WORK TASK –
Reproduce all the data exactly, without pictures.

*** Opening PROVIDED RECORDS ***

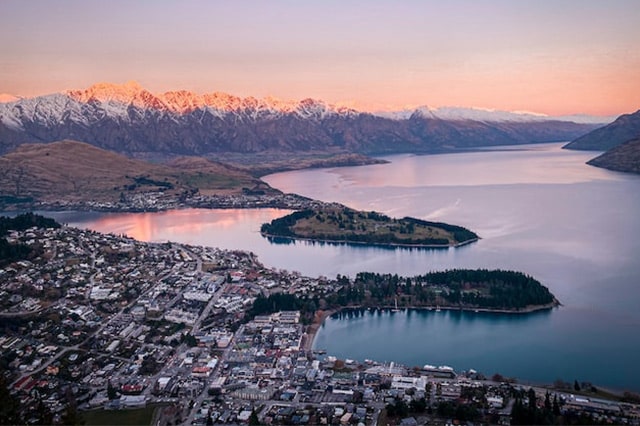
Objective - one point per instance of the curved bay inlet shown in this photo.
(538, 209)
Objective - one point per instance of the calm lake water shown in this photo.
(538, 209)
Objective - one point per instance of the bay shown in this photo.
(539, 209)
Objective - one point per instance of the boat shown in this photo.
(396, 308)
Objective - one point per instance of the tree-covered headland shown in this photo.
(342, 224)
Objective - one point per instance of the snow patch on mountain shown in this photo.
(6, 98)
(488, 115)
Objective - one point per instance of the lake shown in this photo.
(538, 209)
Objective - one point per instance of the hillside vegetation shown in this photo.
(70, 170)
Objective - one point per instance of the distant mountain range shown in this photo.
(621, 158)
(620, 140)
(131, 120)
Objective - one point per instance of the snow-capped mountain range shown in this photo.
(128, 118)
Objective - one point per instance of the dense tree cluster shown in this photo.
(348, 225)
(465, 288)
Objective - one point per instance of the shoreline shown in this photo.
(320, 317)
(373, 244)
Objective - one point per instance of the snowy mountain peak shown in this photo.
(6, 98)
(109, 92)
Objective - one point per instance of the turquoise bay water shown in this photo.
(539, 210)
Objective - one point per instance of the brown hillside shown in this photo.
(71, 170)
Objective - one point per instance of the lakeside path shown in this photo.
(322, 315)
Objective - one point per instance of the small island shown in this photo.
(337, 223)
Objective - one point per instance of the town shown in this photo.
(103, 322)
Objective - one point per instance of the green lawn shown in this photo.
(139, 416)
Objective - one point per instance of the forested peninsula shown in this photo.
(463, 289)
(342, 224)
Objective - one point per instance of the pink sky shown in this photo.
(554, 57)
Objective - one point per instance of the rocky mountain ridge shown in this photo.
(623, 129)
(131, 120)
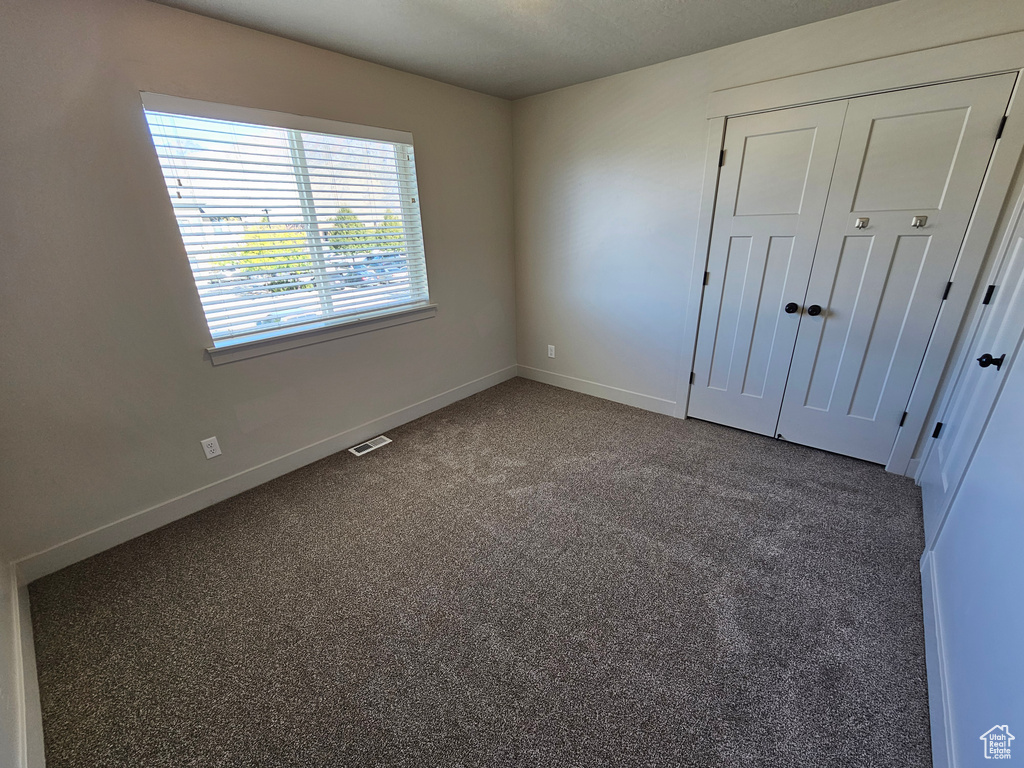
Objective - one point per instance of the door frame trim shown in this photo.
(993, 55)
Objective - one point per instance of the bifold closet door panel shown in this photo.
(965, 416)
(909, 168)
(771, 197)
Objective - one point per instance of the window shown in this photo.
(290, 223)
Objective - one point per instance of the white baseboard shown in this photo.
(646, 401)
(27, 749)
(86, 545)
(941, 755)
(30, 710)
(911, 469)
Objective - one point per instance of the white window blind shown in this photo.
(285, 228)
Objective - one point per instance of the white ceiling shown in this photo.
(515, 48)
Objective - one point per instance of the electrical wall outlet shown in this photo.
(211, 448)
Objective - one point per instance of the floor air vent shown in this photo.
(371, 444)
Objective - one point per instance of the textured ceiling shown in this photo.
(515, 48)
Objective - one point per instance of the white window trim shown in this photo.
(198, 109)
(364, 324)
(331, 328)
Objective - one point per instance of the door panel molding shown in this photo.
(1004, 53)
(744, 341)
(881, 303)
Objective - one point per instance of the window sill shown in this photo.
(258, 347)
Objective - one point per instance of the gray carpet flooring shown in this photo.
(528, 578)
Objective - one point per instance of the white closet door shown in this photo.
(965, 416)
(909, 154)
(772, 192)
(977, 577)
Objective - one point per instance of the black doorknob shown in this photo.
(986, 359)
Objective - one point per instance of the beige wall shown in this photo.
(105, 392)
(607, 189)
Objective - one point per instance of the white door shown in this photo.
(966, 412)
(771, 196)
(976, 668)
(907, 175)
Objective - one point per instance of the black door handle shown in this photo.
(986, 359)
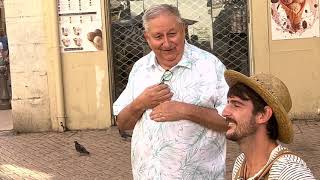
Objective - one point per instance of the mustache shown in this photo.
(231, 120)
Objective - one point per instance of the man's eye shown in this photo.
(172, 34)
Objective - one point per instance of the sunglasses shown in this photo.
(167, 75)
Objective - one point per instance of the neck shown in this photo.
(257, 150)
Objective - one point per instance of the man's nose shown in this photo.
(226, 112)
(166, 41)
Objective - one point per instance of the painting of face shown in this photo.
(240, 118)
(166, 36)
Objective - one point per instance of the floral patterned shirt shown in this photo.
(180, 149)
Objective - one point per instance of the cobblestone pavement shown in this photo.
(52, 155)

*** Closing PROVIDED RECORDS ***

SOLUTION TO THIS EXERCISE –
Objective - one point per instance of the curved bay inlet shown in this photo.
(538, 209)
Objective - one point per instance of the calm lake water shown in this photo.
(538, 209)
Objective - one point per instance of the bay shown in this photo.
(539, 209)
Objective - one point per instance of the boat shown in this photo.
(396, 308)
Objective - one point per instance of the tree-covered headland shown in this photo.
(342, 224)
Objective - one point per instance of the snow patch on mountain shown in this photo.
(6, 98)
(488, 115)
Objective - one point per instance of the lake shown in this photo.
(538, 209)
Objective - one point per instance of the hillside vegetation shown in this photo.
(70, 170)
Objective - one point per instance of the distant mountain range shown in this photo.
(621, 158)
(620, 140)
(131, 120)
Objective - one point per instance of the snow-capped mountain range shown in this photo.
(128, 118)
Objective - one point per instance of the dense tree cluster shown in this photo.
(348, 225)
(465, 288)
Objective - one point per instance of the shoreline shown in this photo.
(320, 317)
(373, 244)
Objective - one point per instance of the snowy mountain peak shown in this photo.
(6, 98)
(109, 92)
Objective - one point per instance of the turquoise bay water shown in this photo.
(539, 210)
Objective - one point per instance of the brown hillside shown in this photo.
(71, 170)
Objective - one point per instance of the lakeside path shown in this photo.
(322, 315)
Objective - one point per instance of the small island shown in this photo.
(337, 223)
Objective - one point per instance of the town shown in this photo.
(103, 322)
Objective - one point per instance of the green lawn shown in this photo.
(139, 416)
Objective - one point per instance of the forested peninsula shown in this photo.
(463, 289)
(342, 224)
Objective - one point per instance of the pink sky shown in this photo.
(554, 57)
Objective - one point per instance of the rocky mountain ridge shown in this photo.
(623, 129)
(131, 120)
Objective - one point per instance of the door frame trim shown in this photo.
(993, 55)
Objective - one point per instance of the bifold closet door panel shown in this photo.
(965, 416)
(909, 168)
(771, 197)
Objective - one point per instance of the window shown in this photo.
(290, 223)
Objective - one point per instance of the white baseboard shown in this photo.
(646, 401)
(27, 749)
(86, 545)
(941, 755)
(30, 710)
(911, 469)
Objective - one point per instance of the white window blind shown in this photo.
(285, 228)
Objective - one point per instance of the white ceiling shown in this photo.
(515, 48)
Objective - one point per instance of the electrical wall outlet shown in this photo.
(211, 448)
Objective - one point per instance of the floor air vent shown in this photo.
(371, 444)
Objective - one point per instance of the textured ceiling shown in this photo.
(515, 48)
Objective - one point per instance of the white window trim shown in this photo.
(198, 109)
(364, 324)
(331, 328)
Objective - one point per instance of the door panel molding shown in this photo.
(1004, 53)
(744, 341)
(881, 303)
Objective - one point per instance of the window sill shown in this photo.
(258, 347)
Objective - one point per instance of the gray carpet flooring shown in this photo.
(528, 578)
Objective - one point per instance of the white closet door shown in this photo.
(965, 416)
(909, 154)
(772, 192)
(977, 577)
Objective - one point per instance of the black doorknob shown in this photo.
(986, 359)
Objective - one point per instance of the beige wall shown in this photo.
(105, 392)
(607, 189)
Objective - one point per instance of the white door shown in this photo.
(966, 412)
(771, 196)
(976, 668)
(907, 175)
Objective - one point per instance of the black door handle shown in this photo.
(986, 359)
Objective - one point per instance of the mustache shown in this photo.
(231, 120)
Objective - one point per instance of the man's eye shown in this photo.
(172, 34)
Objective - one point per instance of the sunglasses shown in this photo.
(167, 75)
Objective - one point per instance of the neck shown in this photo.
(257, 150)
Objective - one point per instance of the man's nose shown in this photo.
(226, 112)
(166, 41)
Objective - one point per instance of the painting of face shown in this photo.
(240, 118)
(166, 36)
Objective - one point per instance of the floral patterned shirt shown in this photo.
(180, 149)
Objective - one point per instance of the cobblestone pavement shown in this photo.
(52, 155)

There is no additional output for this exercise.